> What the task requires
Transcribe only the lines between the first line of the records and the line containing "find | black suit jacket", inclusive, exactly as written.

+++ Stored data

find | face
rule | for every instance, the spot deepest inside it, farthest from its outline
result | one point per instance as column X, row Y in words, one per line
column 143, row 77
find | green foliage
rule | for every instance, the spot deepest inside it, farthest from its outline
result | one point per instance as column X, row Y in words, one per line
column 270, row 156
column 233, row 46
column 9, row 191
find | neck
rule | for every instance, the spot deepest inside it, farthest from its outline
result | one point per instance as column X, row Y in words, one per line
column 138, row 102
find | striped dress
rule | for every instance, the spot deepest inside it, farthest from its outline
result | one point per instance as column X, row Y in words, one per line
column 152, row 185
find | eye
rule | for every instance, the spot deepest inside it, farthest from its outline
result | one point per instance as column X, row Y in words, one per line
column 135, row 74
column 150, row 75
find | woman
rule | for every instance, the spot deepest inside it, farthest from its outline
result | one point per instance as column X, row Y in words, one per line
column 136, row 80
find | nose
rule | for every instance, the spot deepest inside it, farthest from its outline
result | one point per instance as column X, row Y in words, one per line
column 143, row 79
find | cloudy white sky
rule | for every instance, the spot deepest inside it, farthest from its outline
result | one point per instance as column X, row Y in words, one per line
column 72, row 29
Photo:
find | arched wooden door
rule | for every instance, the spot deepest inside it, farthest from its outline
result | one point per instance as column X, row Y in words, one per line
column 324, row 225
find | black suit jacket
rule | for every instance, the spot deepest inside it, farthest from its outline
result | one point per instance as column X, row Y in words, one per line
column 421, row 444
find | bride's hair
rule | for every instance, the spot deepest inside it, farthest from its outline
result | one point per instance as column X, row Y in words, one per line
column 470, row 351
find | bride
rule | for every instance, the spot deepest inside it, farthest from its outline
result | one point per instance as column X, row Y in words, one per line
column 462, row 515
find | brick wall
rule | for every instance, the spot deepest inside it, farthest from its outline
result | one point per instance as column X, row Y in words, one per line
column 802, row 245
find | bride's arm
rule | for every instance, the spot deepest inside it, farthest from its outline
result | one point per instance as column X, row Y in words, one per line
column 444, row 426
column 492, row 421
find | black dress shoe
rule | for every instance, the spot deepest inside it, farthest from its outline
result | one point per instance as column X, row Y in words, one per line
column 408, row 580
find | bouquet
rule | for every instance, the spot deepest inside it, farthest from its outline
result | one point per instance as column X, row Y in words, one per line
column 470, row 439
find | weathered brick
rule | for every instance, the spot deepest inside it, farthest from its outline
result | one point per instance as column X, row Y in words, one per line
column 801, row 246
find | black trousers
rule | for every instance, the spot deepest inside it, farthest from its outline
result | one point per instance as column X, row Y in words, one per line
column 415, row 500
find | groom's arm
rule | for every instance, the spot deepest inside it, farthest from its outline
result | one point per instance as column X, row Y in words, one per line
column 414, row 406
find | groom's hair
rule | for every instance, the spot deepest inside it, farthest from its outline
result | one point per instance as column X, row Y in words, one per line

++++++

> Answer section
find | face
rule | for every instance, the spot deepest inside it, farthest from its outline
result | one point per instance as column X, row Y in words, one per line
column 143, row 77
find | green foliage
rule | for every instance, the spot deepest inside it, farthest from its outline
result | one point per instance as column X, row Y in words, one per line
column 270, row 156
column 233, row 46
column 9, row 191
find | neck
rule | for every instance, the spot deepest inside it, farthest from its outline
result | one point per instance as column X, row Y in words, one per line
column 138, row 102
find | striped dress
rule | for every instance, the spot deepest inside it, farthest from its outline
result | one point per instance as column X, row Y in words, one per line
column 152, row 185
find | eye
rule | for every instance, the spot deepest inside it, farthest from its outline
result | one point per instance as column X, row Y in words, one per line
column 135, row 74
column 150, row 75
find | woman
rule | for every instance, the spot deepest inside it, farthest from its outline
result | one point per instance as column X, row Y in words, one per line
column 136, row 80
find | nose
rule | for every instance, the spot deepest inside it, farthest from its outline
result | one point per instance as column X, row Y in words, one per line
column 143, row 79
find | cloudy white sky
rule | for every instance, the spot deepest inside it, farthest from its outline
result | one point per instance as column X, row Y in words, one per line
column 72, row 29
Photo:
find | arched wooden door
rule | for every instance, the spot deepest inside it, farthest from its outline
result | one point per instance as column X, row Y in words, one per line
column 324, row 225
find | black suit jacket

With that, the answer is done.